- Directions
All lines from the one with "Mark the red felt" to the end of the entries below must be written out exactly. Leave out any other line.

- Records to use
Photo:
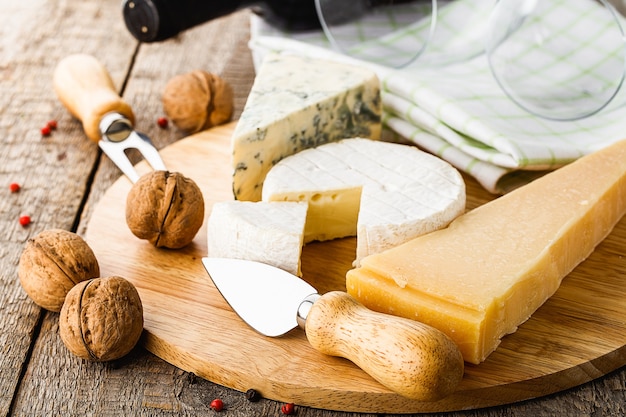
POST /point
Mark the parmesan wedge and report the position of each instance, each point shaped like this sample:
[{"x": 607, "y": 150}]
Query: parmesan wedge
[{"x": 491, "y": 268}]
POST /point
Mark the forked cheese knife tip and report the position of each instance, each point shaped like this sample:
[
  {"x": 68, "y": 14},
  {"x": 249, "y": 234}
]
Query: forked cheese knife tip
[{"x": 408, "y": 357}]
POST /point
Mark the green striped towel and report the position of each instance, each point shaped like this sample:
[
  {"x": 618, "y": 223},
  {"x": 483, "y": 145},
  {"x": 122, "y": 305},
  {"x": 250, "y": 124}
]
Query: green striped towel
[{"x": 459, "y": 112}]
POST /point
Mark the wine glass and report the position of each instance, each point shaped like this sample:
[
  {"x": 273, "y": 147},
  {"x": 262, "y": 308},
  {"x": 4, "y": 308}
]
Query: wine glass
[{"x": 558, "y": 59}]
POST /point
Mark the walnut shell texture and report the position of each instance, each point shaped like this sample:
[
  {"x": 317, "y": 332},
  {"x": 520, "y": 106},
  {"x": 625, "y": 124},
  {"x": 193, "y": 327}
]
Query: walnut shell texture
[
  {"x": 197, "y": 100},
  {"x": 52, "y": 263},
  {"x": 102, "y": 319},
  {"x": 165, "y": 208}
]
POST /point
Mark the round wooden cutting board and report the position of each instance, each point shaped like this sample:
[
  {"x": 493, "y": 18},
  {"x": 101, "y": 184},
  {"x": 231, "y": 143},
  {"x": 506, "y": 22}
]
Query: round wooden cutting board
[{"x": 577, "y": 335}]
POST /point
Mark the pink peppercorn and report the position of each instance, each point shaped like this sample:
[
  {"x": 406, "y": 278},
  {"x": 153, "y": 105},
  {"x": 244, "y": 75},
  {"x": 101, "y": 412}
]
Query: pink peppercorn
[
  {"x": 217, "y": 404},
  {"x": 288, "y": 408}
]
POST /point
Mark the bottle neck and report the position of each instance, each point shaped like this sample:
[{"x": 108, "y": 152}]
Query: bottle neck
[{"x": 158, "y": 20}]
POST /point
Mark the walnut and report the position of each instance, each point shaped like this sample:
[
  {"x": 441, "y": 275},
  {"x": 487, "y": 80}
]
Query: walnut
[
  {"x": 197, "y": 101},
  {"x": 165, "y": 208},
  {"x": 101, "y": 319},
  {"x": 52, "y": 263}
]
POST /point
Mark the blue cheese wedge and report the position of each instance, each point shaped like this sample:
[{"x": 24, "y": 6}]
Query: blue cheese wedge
[
  {"x": 384, "y": 193},
  {"x": 265, "y": 232},
  {"x": 298, "y": 103}
]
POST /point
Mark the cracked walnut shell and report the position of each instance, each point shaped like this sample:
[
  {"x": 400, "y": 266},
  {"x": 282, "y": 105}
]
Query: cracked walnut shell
[
  {"x": 165, "y": 208},
  {"x": 197, "y": 101},
  {"x": 102, "y": 319},
  {"x": 52, "y": 263}
]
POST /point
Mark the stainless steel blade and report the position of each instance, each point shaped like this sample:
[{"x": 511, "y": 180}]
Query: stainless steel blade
[{"x": 267, "y": 298}]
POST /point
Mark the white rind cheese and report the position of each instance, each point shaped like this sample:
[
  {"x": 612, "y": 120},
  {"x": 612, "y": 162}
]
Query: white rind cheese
[
  {"x": 384, "y": 193},
  {"x": 265, "y": 232},
  {"x": 298, "y": 103}
]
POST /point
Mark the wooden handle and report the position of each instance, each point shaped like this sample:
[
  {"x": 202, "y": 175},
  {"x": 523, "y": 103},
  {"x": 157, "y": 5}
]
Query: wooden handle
[
  {"x": 85, "y": 88},
  {"x": 408, "y": 357}
]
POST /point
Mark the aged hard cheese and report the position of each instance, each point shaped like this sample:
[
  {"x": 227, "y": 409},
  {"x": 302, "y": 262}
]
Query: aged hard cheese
[
  {"x": 298, "y": 103},
  {"x": 384, "y": 193},
  {"x": 265, "y": 232},
  {"x": 480, "y": 278}
]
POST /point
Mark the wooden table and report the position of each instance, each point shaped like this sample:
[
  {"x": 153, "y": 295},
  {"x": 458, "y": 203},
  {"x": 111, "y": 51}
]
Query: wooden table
[{"x": 63, "y": 177}]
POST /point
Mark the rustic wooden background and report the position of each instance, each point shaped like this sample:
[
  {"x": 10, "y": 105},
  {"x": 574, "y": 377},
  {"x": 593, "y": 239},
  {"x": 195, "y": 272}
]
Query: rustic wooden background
[{"x": 64, "y": 175}]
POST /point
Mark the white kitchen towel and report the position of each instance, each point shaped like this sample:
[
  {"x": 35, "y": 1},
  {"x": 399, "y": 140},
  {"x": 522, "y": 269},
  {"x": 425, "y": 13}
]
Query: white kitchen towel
[{"x": 459, "y": 112}]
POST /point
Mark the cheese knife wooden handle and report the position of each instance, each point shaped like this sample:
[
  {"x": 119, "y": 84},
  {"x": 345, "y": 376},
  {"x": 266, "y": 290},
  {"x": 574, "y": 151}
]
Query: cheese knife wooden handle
[
  {"x": 85, "y": 88},
  {"x": 408, "y": 357}
]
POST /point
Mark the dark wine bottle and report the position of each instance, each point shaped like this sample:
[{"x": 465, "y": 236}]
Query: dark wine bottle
[{"x": 157, "y": 20}]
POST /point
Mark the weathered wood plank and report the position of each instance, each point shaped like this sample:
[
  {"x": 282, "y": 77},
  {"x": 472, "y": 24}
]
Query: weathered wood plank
[{"x": 53, "y": 171}]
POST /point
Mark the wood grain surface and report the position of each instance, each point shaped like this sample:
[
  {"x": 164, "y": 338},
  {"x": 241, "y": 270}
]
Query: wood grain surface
[{"x": 578, "y": 335}]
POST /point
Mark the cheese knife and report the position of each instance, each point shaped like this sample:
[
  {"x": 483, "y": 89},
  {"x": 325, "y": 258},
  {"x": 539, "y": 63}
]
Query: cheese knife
[
  {"x": 85, "y": 88},
  {"x": 408, "y": 357}
]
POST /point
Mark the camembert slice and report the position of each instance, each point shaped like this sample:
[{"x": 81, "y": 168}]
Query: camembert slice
[
  {"x": 265, "y": 232},
  {"x": 298, "y": 103},
  {"x": 384, "y": 193},
  {"x": 489, "y": 270}
]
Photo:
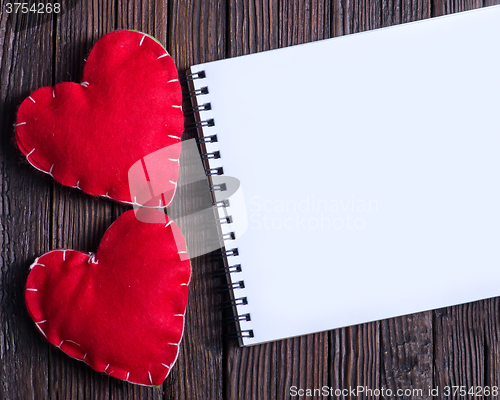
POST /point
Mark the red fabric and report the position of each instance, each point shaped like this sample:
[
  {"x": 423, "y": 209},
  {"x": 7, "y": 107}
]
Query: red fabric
[
  {"x": 128, "y": 105},
  {"x": 122, "y": 309}
]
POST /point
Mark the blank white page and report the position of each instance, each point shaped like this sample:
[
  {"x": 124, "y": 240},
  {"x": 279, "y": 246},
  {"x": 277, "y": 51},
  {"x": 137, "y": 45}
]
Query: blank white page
[{"x": 369, "y": 166}]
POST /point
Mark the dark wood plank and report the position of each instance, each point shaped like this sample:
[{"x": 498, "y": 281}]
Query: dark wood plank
[
  {"x": 79, "y": 221},
  {"x": 254, "y": 26},
  {"x": 355, "y": 357},
  {"x": 460, "y": 346},
  {"x": 303, "y": 21},
  {"x": 492, "y": 343},
  {"x": 149, "y": 16},
  {"x": 197, "y": 31},
  {"x": 25, "y": 198},
  {"x": 302, "y": 363}
]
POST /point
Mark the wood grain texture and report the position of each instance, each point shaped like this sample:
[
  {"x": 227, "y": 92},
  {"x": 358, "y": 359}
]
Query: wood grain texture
[
  {"x": 355, "y": 357},
  {"x": 451, "y": 346},
  {"x": 78, "y": 220},
  {"x": 268, "y": 371},
  {"x": 25, "y": 200}
]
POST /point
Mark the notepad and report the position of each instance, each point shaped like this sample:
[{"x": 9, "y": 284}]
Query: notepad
[{"x": 368, "y": 170}]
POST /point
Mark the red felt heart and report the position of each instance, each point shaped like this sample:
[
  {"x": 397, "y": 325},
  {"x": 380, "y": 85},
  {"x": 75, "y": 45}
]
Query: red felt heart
[
  {"x": 122, "y": 309},
  {"x": 89, "y": 135}
]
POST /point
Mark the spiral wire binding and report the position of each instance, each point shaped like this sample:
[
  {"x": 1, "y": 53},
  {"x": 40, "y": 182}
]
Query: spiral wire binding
[{"x": 228, "y": 271}]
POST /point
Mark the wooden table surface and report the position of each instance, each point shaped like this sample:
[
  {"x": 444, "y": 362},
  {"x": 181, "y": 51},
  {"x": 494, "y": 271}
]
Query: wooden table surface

- Output for this task
Mark the red felt heart and report the position of each instance, each point shaped like this sample:
[
  {"x": 397, "y": 325},
  {"x": 380, "y": 85},
  {"x": 75, "y": 45}
]
Query: red felt heart
[
  {"x": 122, "y": 309},
  {"x": 89, "y": 135}
]
POST /point
Mark the spiral wire binding and report the position of each instance, each point shaped like this sample:
[
  {"x": 1, "y": 53},
  {"x": 40, "y": 182}
]
Query: spiral wire binding
[{"x": 228, "y": 271}]
POST /point
Mark the wooden table surface and report the position of each instance, each point shaped like this sample:
[
  {"x": 444, "y": 362},
  {"x": 181, "y": 51},
  {"x": 494, "y": 271}
]
Query: wooden table surface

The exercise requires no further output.